■ SUPPLIED INFORMATION ■
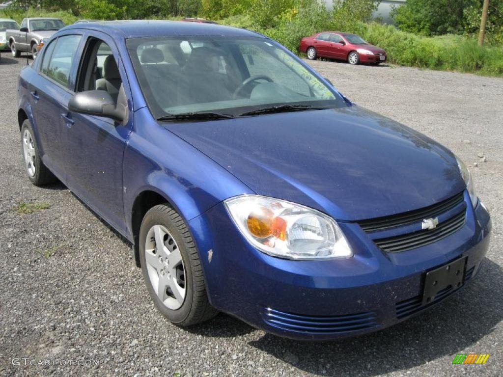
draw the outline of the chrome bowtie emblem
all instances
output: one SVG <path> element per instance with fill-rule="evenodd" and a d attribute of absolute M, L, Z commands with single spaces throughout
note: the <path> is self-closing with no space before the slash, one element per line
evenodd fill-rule
<path fill-rule="evenodd" d="M 438 217 L 436 217 L 435 219 L 430 218 L 430 219 L 425 219 L 424 220 L 423 224 L 421 224 L 421 227 L 423 229 L 431 230 L 435 229 L 438 225 L 439 218 Z"/>

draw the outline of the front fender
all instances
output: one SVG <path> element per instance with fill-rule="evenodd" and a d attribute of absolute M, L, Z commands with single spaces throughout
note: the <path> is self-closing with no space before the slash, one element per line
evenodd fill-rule
<path fill-rule="evenodd" d="M 157 123 L 146 108 L 135 114 L 123 162 L 124 213 L 134 237 L 133 206 L 145 191 L 158 194 L 186 222 L 224 199 L 254 194 L 205 154 Z"/>

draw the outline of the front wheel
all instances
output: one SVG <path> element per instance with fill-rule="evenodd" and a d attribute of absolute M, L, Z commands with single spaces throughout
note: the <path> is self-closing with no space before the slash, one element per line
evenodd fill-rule
<path fill-rule="evenodd" d="M 21 56 L 21 52 L 16 48 L 16 43 L 14 41 L 11 43 L 11 53 L 15 58 L 19 58 Z"/>
<path fill-rule="evenodd" d="M 167 204 L 150 209 L 142 221 L 139 242 L 143 279 L 164 317 L 187 326 L 216 315 L 208 300 L 196 245 L 177 211 Z"/>
<path fill-rule="evenodd" d="M 355 51 L 352 51 L 349 53 L 349 55 L 348 55 L 348 62 L 350 64 L 353 64 L 353 65 L 358 64 L 358 62 L 360 61 L 360 57 L 358 56 L 358 53 L 355 52 Z"/>
<path fill-rule="evenodd" d="M 306 51 L 307 54 L 307 58 L 310 60 L 315 60 L 316 57 L 318 55 L 316 49 L 314 47 L 309 47 Z"/>
<path fill-rule="evenodd" d="M 37 49 L 37 45 L 34 44 L 32 46 L 32 56 L 33 57 L 34 60 L 37 57 L 37 54 L 38 53 L 38 50 Z"/>
<path fill-rule="evenodd" d="M 31 122 L 26 119 L 21 126 L 21 144 L 23 156 L 28 178 L 36 186 L 43 186 L 56 181 L 56 178 L 40 158 L 40 152 L 33 137 Z"/>

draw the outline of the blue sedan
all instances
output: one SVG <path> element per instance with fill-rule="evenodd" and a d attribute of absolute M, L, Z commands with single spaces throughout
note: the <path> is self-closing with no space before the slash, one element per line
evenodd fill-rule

■ TASK STATEMENT ■
Copy the data above line for line, without changing anything, and leave out the pictures.

■ TASK RESULT ■
draw the outline of the chrome bowtie emblem
all instances
output: one SVG <path> element per instance with fill-rule="evenodd" and a d attribute of absolute M, L, Z commands with single spaces throughout
note: the <path> is self-closing with no space before the slash, one element per line
evenodd fill-rule
<path fill-rule="evenodd" d="M 438 217 L 436 217 L 435 219 L 430 218 L 430 219 L 425 219 L 424 220 L 423 224 L 421 224 L 421 227 L 423 229 L 431 230 L 435 229 L 438 225 L 439 218 Z"/>

draw the outline of the front fender
all instances
output: one SVG <path> element per instance with fill-rule="evenodd" and a d attribute of absolute M, L, Z commands with single spaces throughout
note: the <path> is self-closing with no space before the slash, one element per line
evenodd fill-rule
<path fill-rule="evenodd" d="M 157 123 L 146 108 L 135 114 L 123 162 L 124 213 L 134 237 L 133 206 L 145 191 L 158 194 L 186 222 L 224 199 L 254 194 L 205 154 Z"/>

draw the outline of the front wheel
all instances
output: one SVG <path> element per instance with fill-rule="evenodd" and a d attribute of absolute M, L, Z commands with single spaces throughout
note: the <path> is self-closing with no space before the slash, one element per line
evenodd fill-rule
<path fill-rule="evenodd" d="M 21 56 L 21 52 L 16 48 L 16 43 L 14 41 L 11 43 L 11 53 L 15 58 L 19 58 Z"/>
<path fill-rule="evenodd" d="M 167 204 L 150 209 L 142 221 L 139 242 L 143 279 L 164 317 L 187 326 L 216 315 L 208 300 L 196 245 L 177 211 Z"/>
<path fill-rule="evenodd" d="M 355 51 L 352 51 L 349 53 L 349 55 L 348 55 L 348 62 L 350 64 L 353 64 L 353 65 L 358 64 L 358 62 L 360 61 L 360 57 L 358 56 L 358 53 L 355 52 Z"/>
<path fill-rule="evenodd" d="M 306 51 L 307 54 L 307 58 L 310 60 L 315 60 L 316 57 L 318 55 L 316 49 L 314 47 L 309 47 Z"/>
<path fill-rule="evenodd" d="M 37 49 L 37 45 L 34 44 L 32 46 L 32 56 L 33 57 L 34 60 L 37 57 L 37 54 L 38 53 L 38 50 Z"/>
<path fill-rule="evenodd" d="M 31 122 L 26 119 L 21 126 L 21 144 L 23 156 L 28 178 L 36 186 L 43 186 L 56 181 L 56 178 L 40 158 L 40 152 L 33 137 Z"/>

draw the outline of the blue sedan
all instances
output: one SVG <path> element per instance with fill-rule="evenodd" and a d attribute of absolute M, L, Z commands with single spaces throughout
note: the <path> is self-closing with no space before the slash, one element per line
evenodd fill-rule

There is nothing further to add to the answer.